### WHAT YOU WILL DO
a. Reproduce part of the market commentary verbatim, beginning at the words "What about the" and stopping after "plan to focus.".
b. Write out every one of the rows below, leaving nothing out and changing nothing, but omit the pictures.

##### EXCERPTED PASSAGE

This Swiss event is particularly important precisely because it came from the Swiss. They have no interest in hurting their trading partners but simply could not afford to continue pegging the Swiss franc to the euro. I expect players like Putin to rock the boat—and I’m sure he will again this year, more than once—but this was a seismic shock right from the heart of Europe.

Meanwhile, Greece is contemplating the first-ever disintegration of the EU, and the Colder War is heating up again in Ukraine. Makes one wonder how much higher the international spot price of gold might be if it were priced in euros instead of dollars.

Not that things are much better in the USA, where the president has just proposed a new form of eating the rich.

In short, if the financial world looks as increasingly chaotic to you as it does to me, the logical conclusion is to be bullish on precious metals. I believe that’s what we’ve been seeing since mid-December.

What about other metals? Well, I’ll tell you that other than precious metals, the metal I’ve heard about the most at the show has been tungsten. The buzz isn’t much to go by, however; I can’t report a compelling case for this particular industrial metal to see sustained or increasing prices while others are falling. If I’m bearish on the global economy, it’s hard for me to be bullish on any industrial metals or other minerals. Still, the vibe suggests tungsten as a resurging flavor of the day. I’ll be looking into this further.

What about the precious metals space—what do I like there? I like growing producers that have shown they can make money in even the worst of recent quarters. And of course I like large, high-margin, advanced exploration projects, many of which are still on sale. I’m scraping up some more cash to invest personally, and this is where I plan to focus.

##########
##### DATA EXCERPTS

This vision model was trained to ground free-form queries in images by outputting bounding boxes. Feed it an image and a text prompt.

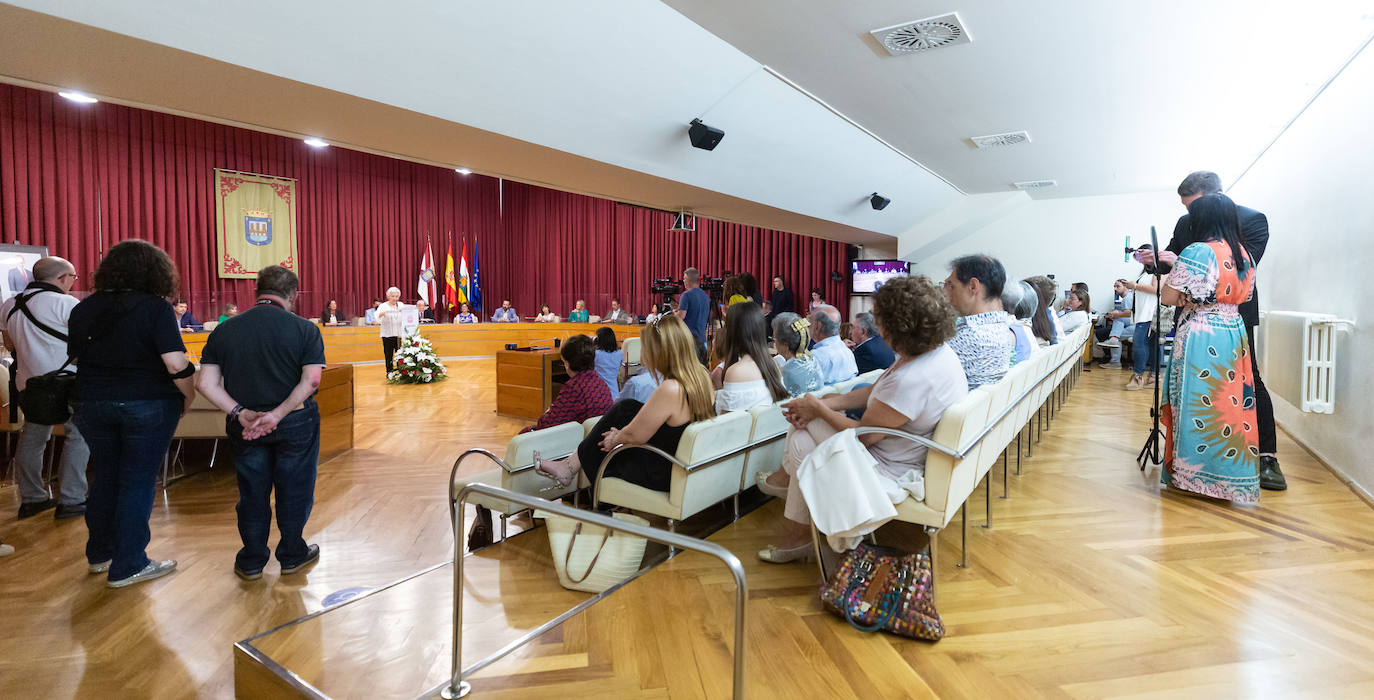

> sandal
[754,472,787,498]
[758,542,812,564]
[524,450,577,491]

##########

### SOLUTIONS TO THE TASKS
a.
What about the precious metals space—what do I like there? I like growing producers that have shown they can make money in even the worst of recent quarters. And of course I like large, high-margin, advanced exploration projects, many of which are still on sale. I’m scraping up some more cash to invest personally, and this is where I plan to focus.

b.
This vision model was trained to ground free-form queries in images by outputting bounding boxes. Feed it an image and a text prompt.


> sandal
[754,472,787,498]
[758,542,812,564]
[524,450,577,491]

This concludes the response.